• GIVEN RECORDS:
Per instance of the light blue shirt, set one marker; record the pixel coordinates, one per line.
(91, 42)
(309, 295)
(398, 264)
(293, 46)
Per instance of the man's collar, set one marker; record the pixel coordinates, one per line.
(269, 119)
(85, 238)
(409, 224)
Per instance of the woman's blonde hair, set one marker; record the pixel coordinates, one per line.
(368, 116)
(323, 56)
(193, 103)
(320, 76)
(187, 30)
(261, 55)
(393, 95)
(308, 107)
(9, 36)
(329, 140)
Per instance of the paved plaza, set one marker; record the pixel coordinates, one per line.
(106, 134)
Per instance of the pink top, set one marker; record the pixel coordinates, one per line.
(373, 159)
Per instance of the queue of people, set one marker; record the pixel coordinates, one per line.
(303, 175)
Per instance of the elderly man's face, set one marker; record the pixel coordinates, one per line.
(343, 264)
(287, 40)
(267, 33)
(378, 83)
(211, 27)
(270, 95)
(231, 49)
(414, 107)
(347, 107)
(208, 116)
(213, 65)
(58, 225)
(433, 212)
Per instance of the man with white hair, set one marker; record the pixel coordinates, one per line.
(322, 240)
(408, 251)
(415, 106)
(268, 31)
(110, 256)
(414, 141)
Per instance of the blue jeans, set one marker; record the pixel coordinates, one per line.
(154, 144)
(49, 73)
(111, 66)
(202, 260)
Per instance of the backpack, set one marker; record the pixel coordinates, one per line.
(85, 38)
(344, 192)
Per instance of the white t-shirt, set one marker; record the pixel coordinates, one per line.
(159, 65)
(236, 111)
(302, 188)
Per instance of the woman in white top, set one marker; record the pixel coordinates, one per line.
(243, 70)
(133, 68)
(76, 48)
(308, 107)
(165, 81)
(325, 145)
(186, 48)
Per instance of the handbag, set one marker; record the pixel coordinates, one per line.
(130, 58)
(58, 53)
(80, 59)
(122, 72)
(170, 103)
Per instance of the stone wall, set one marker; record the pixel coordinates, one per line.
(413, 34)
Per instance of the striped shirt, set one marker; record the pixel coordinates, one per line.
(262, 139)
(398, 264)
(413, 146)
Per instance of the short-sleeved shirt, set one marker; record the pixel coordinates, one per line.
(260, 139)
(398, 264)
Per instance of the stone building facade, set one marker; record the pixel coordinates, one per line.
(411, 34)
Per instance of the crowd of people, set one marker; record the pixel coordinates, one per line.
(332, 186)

• WRITTEN EXERCISE:
Reproduce every one of the records above word for word, keeping their original order.

• FINISHED TASK:
Per instance of the light blue shirt, set one marker; record the pixel coordinates, one per line.
(91, 42)
(309, 295)
(398, 264)
(293, 46)
Per instance of the man's collar, set one marker; record the pixel coordinates, one per line.
(269, 119)
(85, 238)
(409, 224)
Per instance of the woman's blonde hair, set one marker; record the pixel coordinates, one per line.
(368, 116)
(323, 56)
(193, 103)
(320, 76)
(187, 30)
(261, 55)
(393, 95)
(308, 107)
(9, 36)
(329, 140)
Per instance of the paved plaza, set one marker; record the pixel coordinates, one per line.
(106, 134)
Per instance of the pink top, set one marker; record the pixel coordinates, one per line.
(373, 159)
Per instance of the queue of people, set one marker; record the pixel coordinates, one per line.
(303, 175)
Per instance of the elderly man's face, set one marker; record the pixel coordinates, one per line.
(343, 264)
(287, 40)
(267, 33)
(378, 83)
(211, 27)
(270, 95)
(231, 49)
(414, 107)
(347, 107)
(208, 116)
(213, 65)
(58, 225)
(433, 212)
Per instance of the man with white hair, set one marker; record the pixel coordinates, one per line.
(322, 240)
(408, 251)
(415, 106)
(268, 31)
(110, 256)
(414, 141)
Per instance of the blue jeans, set one marker; record the pixel coordinates, one per line.
(154, 144)
(49, 73)
(111, 66)
(202, 260)
Per instance of the backpack, set one marker; record the pixel coordinates, one per line.
(85, 38)
(344, 192)
Per instance of the white t-shirt, set one marker; record the pixel coordinates, one per line.
(159, 65)
(236, 111)
(302, 188)
Per instance of the woman in white top, set one marker; record the pixel coordinates, one per line.
(243, 70)
(133, 68)
(76, 48)
(308, 107)
(165, 81)
(325, 145)
(186, 48)
Per instance of the handbag, set one marker; record the pixel coordinates, one per line.
(130, 58)
(58, 53)
(80, 59)
(122, 72)
(170, 103)
Per instance of the stone wall, set one marker; record the pixel coordinates, one per line.
(413, 34)
Per instance of the striped shirt, set one marker; record the pixel coordinates, one per line.
(262, 139)
(398, 264)
(413, 146)
Per instance of the short-sleeved shirt, set one marker; record the pixel coordinates, one per line.
(260, 139)
(398, 264)
Per instance of the stone building facade, set one marker; record the pixel coordinates, one per line.
(411, 34)
Per instance of the crowd of people, set one marker; record the pixel coordinates, one per line.
(332, 186)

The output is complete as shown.